Extracted data entries:
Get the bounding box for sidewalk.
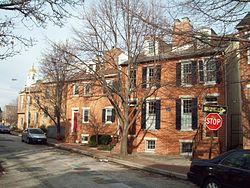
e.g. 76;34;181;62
48;138;191;180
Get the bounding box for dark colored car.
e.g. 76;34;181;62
22;128;47;144
0;125;10;133
187;149;250;188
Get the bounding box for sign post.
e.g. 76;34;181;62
206;113;222;159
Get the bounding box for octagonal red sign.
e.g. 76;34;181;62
206;113;222;131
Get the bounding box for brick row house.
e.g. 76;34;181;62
17;12;250;158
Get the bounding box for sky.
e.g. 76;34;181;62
0;16;77;110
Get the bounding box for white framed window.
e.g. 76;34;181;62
146;100;156;130
181;61;192;85
144;138;157;152
73;83;79;96
198;59;217;84
102;106;115;124
247;46;250;64
179;140;193;155
81;134;89;144
82;107;90;123
181;98;192;131
83;82;90;96
105;108;112;123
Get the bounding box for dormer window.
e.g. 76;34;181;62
145;40;158;56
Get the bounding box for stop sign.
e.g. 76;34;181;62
206;113;222;131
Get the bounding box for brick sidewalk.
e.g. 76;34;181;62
48;139;191;180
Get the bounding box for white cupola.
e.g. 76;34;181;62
26;65;37;87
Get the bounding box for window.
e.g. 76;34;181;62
142;65;161;88
148;41;155;54
180;140;193;155
130;69;136;89
34;112;38;125
145;138;156;152
181;99;192;130
247;46;250;64
181;62;192;85
43;106;49;118
81;134;89;144
198;59;217;84
83;83;90;96
102;107;115;123
82;108;89;123
28;95;32;105
73;83;79;95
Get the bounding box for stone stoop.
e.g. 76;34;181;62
193;139;221;159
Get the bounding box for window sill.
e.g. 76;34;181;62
181;84;193;87
181;129;194;131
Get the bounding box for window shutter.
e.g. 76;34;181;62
111;108;115;122
176;63;181;86
176;99;181;130
102;109;106;123
192;98;198;129
141;102;146;129
84;109;89;122
156;65;161;88
155;100;161;129
216;61;222;84
142;67;147;88
192;61;197;85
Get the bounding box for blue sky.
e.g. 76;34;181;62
0;20;77;109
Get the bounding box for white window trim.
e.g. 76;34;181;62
181;60;192;87
144;137;157;153
71;107;79;132
179;139;193;156
73;83;80;96
247;46;250;65
104;106;114;124
82;107;90;123
83;82;91;96
81;134;89;144
180;97;194;131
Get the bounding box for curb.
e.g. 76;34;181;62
47;142;188;180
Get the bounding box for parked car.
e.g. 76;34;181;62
187;149;250;188
22;128;47;144
0;125;10;133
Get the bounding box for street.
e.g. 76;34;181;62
0;134;195;188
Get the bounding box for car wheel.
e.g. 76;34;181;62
27;138;31;144
202;178;221;188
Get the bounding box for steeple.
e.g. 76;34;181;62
26;64;37;87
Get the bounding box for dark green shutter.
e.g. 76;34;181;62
192;61;197;85
142;67;147;88
155;100;161;129
176;63;181;86
102;109;106;123
111;108;115;122
176;99;181;130
192;98;198;129
141;102;146;129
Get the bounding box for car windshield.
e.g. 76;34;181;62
29;129;43;134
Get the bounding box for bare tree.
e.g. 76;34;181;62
0;0;84;59
34;43;76;139
58;0;169;156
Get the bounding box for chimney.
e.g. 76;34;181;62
172;17;193;48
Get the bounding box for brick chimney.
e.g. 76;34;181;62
172;17;193;48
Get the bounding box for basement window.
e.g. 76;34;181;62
180;140;193;155
145;138;156;152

→ Exercise
Tally the lines in the records that contain the string "sidewalk", treating uppercase and lowercase as different. Give only the number.

→ Exercise response
2